## [Exercise instructions]
Recast the records from the line with "Goal: Detect the residential" to the line with "xmin=676 ymin=330 xmax=775 ymax=405", both included, as a Markdown table with the columns Row and Line, leaving out any blank lines.

Bounding-box records:
** BEGIN **

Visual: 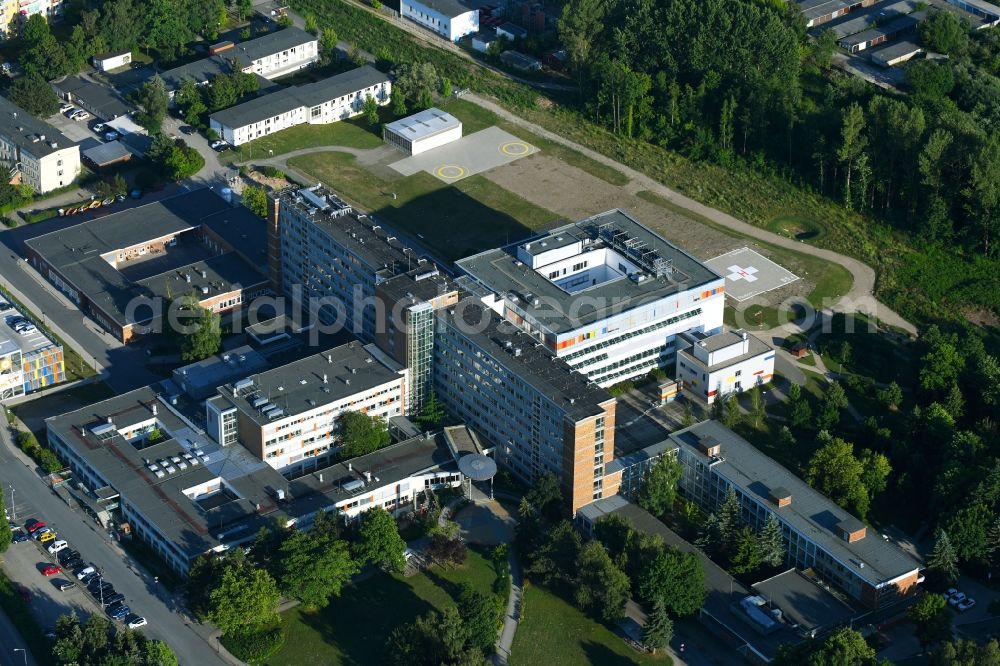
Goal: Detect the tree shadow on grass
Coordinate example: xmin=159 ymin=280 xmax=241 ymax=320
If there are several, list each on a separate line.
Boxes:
xmin=292 ymin=573 xmax=432 ymax=666
xmin=583 ymin=641 xmax=638 ymax=666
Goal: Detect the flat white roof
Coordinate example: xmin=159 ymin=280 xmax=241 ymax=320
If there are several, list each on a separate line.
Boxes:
xmin=385 ymin=107 xmax=462 ymax=141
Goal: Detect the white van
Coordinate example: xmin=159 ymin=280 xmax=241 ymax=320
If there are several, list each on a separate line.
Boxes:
xmin=49 ymin=539 xmax=69 ymax=555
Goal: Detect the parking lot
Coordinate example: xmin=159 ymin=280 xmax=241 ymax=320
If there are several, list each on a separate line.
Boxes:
xmin=3 ymin=493 xmax=148 ymax=630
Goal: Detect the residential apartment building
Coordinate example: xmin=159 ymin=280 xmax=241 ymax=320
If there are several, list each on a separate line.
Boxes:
xmin=205 ymin=341 xmax=407 ymax=477
xmin=0 ymin=92 xmax=80 ymax=194
xmin=399 ymin=0 xmax=479 ymax=42
xmin=209 ymin=65 xmax=392 ymax=146
xmin=434 ymin=296 xmax=615 ymax=514
xmin=160 ymin=27 xmax=319 ymax=94
xmin=46 ymin=387 xmax=462 ymax=575
xmin=25 ymin=188 xmax=269 ymax=342
xmin=456 ymin=210 xmax=725 ymax=386
xmin=670 ymin=421 xmax=923 ymax=609
xmin=268 ymin=185 xmax=436 ymax=342
xmin=0 ymin=297 xmax=66 ymax=402
xmin=676 ymin=330 xmax=775 ymax=405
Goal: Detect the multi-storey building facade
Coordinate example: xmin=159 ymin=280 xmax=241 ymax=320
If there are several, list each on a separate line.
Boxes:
xmin=434 ymin=297 xmax=615 ymax=513
xmin=457 ymin=210 xmax=725 ymax=386
xmin=205 ymin=342 xmax=406 ymax=477
xmin=670 ymin=421 xmax=922 ymax=609
xmin=25 ymin=188 xmax=269 ymax=342
xmin=676 ymin=330 xmax=774 ymax=404
xmin=0 ymin=92 xmax=80 ymax=194
xmin=268 ymin=186 xmax=435 ymax=342
xmin=209 ymin=65 xmax=392 ymax=146
xmin=0 ymin=297 xmax=66 ymax=402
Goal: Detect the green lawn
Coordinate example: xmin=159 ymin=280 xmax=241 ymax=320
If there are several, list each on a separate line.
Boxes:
xmin=439 ymin=97 xmax=629 ymax=185
xmin=288 ymin=152 xmax=559 ymax=261
xmin=637 ymin=190 xmax=854 ymax=330
xmin=267 ymin=548 xmax=494 ymax=666
xmin=219 ymin=119 xmax=382 ymax=162
xmin=510 ymin=583 xmax=672 ymax=666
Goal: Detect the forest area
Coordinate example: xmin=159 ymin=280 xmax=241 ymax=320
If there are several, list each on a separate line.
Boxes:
xmin=559 ymin=0 xmax=1000 ymax=324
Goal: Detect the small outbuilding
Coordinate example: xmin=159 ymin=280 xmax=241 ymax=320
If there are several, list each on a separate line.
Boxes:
xmin=382 ymin=108 xmax=462 ymax=155
xmin=83 ymin=141 xmax=132 ymax=169
xmin=91 ymin=51 xmax=132 ymax=72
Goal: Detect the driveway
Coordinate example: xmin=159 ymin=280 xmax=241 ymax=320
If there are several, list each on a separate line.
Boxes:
xmin=0 ymin=428 xmax=224 ymax=666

** END **

## [Solution to this exercise]
| Row | Line |
|---|---|
| 1 | Goal: Detect the residential apartment building |
| 2 | Coordinate example: xmin=159 ymin=280 xmax=241 ymax=320 |
| 3 | If there are several, list each on a separate line. |
| 4 | Boxes: |
| 5 | xmin=205 ymin=341 xmax=407 ymax=477 |
| 6 | xmin=0 ymin=92 xmax=80 ymax=194 |
| 7 | xmin=399 ymin=0 xmax=479 ymax=42 |
| 8 | xmin=209 ymin=65 xmax=392 ymax=146 |
| 9 | xmin=434 ymin=296 xmax=615 ymax=514 |
| 10 | xmin=160 ymin=27 xmax=319 ymax=94 |
| 11 | xmin=46 ymin=387 xmax=462 ymax=575 |
| 12 | xmin=25 ymin=188 xmax=269 ymax=342 |
| 13 | xmin=456 ymin=210 xmax=725 ymax=386 |
| 14 | xmin=670 ymin=421 xmax=923 ymax=609 |
| 15 | xmin=268 ymin=185 xmax=436 ymax=342 |
| 16 | xmin=0 ymin=297 xmax=66 ymax=402 |
| 17 | xmin=676 ymin=330 xmax=775 ymax=405 |